Texto fornecido:
┌────────

A saúde mental e o sexo

[dropcap]D[/dropcap]ia 10 de Outubro celebrou-se o dia da saúde mental. Foram imensas as publicações que trouxeram alguma consciência para o tema. Até poderia parecer que o sexo não tem nada a ver com isso, mas tem bastante.

Até 1973 a homossexualidade fazia parte do manual de doenças psiquiátricas, e até 1992 ainda se considerava uma doença pela organização mundial de saúde. A sexualidade humana está envolta em muitas amarras ideológicas, heteronormativas, que criam limites de um suposto normal e de um suposto desviante, ou psicopatológico. Uma vida de não-conformismo com uma visão do sexo e género tradicionais, exige uma luta constante por legitimidade, visibilidade e normalização. Não é por acaso que muitos estudos mostram a maior prevalência de ideação suicida em jovens LGBTQI. A forma como as sociedades ainda não acolhem a diversidade sexual traz consequências sérias à subjectividade. Um desajuste que ainda é fonte de conflito e de mau-estar. O problema não é o não-conformismo, o problema é que os outros não sabem ainda recebê-lo.

└────────

Objetivo da tarefa:
No texto sobre a saúde mental e o sexo, até que ano a homossexualidade fazia parte do manual de doenças psiquiátricas?

Material de origem:
┌────────

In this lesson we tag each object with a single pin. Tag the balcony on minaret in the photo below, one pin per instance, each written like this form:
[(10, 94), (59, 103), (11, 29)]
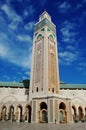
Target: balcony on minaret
[(44, 15)]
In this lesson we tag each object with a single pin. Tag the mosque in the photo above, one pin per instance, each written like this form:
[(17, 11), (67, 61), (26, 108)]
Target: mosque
[(43, 99)]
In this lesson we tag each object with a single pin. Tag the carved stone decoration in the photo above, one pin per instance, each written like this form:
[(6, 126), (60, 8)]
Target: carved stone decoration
[(9, 99)]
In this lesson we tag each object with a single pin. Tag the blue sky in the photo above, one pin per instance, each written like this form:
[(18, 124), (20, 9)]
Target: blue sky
[(17, 18)]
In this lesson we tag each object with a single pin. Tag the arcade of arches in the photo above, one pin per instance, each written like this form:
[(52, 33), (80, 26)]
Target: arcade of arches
[(17, 113), (21, 113)]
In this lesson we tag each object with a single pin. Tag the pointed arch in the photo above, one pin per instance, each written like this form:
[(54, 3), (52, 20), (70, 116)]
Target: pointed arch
[(43, 115), (39, 36), (28, 113), (3, 112), (11, 113), (62, 113), (19, 113), (80, 113)]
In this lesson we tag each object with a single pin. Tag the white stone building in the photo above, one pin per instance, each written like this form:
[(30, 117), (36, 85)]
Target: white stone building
[(45, 99)]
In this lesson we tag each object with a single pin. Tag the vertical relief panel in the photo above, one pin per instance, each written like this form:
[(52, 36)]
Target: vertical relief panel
[(51, 110), (34, 111)]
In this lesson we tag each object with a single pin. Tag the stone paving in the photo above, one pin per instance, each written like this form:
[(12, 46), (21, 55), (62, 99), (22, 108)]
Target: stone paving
[(30, 126)]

└────────

Solução:
Até 1973.